» **EXERCISE INSTRUCTIONS**: Pick out every line of the entries below where "mountain" occurs, and copy those lines.

"""

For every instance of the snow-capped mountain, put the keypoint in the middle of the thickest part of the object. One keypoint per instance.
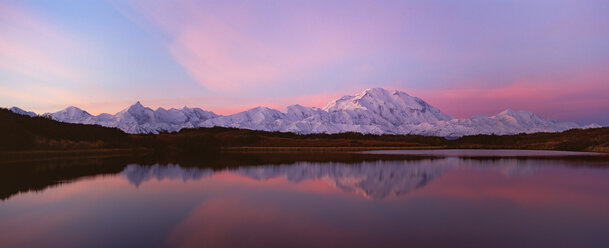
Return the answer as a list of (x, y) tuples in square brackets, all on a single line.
[(375, 111)]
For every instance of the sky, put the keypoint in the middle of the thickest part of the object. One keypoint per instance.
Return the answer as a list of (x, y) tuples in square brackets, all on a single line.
[(466, 57)]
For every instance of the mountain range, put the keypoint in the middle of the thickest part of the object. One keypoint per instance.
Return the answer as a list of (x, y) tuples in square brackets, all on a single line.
[(374, 111)]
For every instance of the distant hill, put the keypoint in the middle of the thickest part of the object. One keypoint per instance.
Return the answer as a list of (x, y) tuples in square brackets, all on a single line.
[(24, 133), (373, 111)]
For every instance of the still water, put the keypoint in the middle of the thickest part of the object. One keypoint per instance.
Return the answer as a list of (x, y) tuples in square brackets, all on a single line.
[(444, 201)]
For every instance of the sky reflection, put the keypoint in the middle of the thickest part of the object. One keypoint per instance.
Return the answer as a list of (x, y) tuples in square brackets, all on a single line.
[(434, 203)]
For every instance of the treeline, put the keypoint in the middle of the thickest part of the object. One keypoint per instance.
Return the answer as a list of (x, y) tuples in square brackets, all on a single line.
[(19, 132)]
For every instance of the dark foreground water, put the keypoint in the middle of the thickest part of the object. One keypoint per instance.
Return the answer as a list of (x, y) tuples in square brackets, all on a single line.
[(447, 201)]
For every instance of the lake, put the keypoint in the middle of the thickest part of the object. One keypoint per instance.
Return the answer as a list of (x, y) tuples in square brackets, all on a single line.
[(439, 198)]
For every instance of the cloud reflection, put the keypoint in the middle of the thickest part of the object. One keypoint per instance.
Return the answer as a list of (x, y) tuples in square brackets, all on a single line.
[(372, 180)]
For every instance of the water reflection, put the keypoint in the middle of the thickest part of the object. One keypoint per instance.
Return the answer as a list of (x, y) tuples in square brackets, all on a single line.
[(440, 202), (371, 179)]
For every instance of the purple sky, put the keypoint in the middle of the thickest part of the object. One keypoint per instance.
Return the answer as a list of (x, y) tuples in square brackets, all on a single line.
[(464, 57)]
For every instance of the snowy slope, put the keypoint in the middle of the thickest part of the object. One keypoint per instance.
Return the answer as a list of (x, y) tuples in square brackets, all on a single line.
[(139, 119), (376, 111)]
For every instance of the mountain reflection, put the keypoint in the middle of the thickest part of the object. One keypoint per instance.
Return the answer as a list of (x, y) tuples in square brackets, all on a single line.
[(374, 180)]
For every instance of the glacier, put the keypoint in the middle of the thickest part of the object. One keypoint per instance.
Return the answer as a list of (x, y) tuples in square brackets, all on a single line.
[(373, 111)]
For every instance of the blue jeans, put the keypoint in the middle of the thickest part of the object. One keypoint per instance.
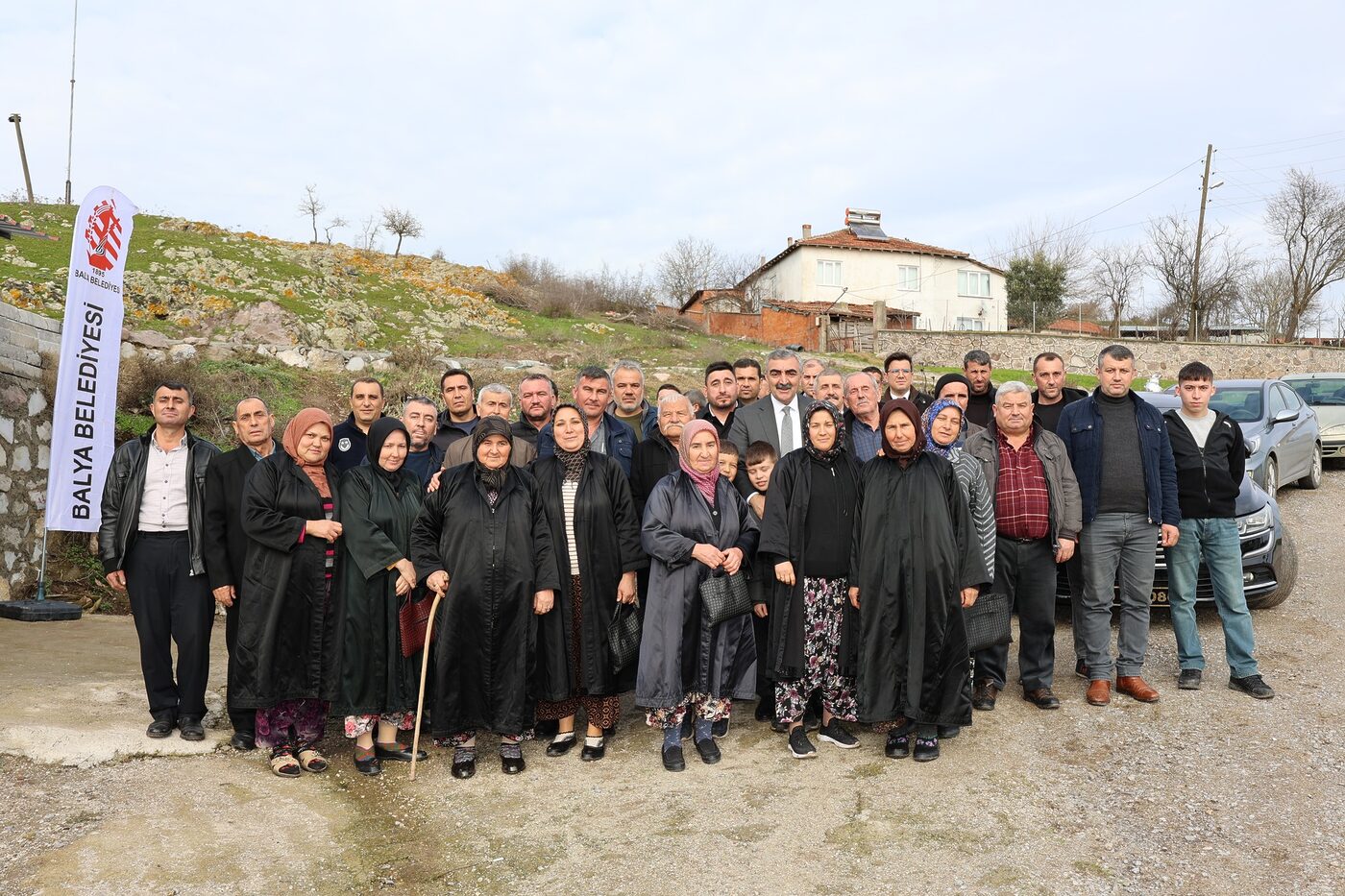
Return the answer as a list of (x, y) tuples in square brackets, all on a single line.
[(1216, 540)]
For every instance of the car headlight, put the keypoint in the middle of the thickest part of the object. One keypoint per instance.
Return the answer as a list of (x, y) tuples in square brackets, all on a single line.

"""

» **ANSWER FOR THIS EXERCISE**:
For every instance of the snow-capped mountain, put the keypoint in the middle of the thickest part of the object. One keypoint per instance.
For every instance of the mountain range, put the keypoint in the middle of the thickest part of the object. One keypoint per instance.
For every instance of the mountain reflection, put the keypoint in the middle of the thickest part of the object. One keypoint per instance.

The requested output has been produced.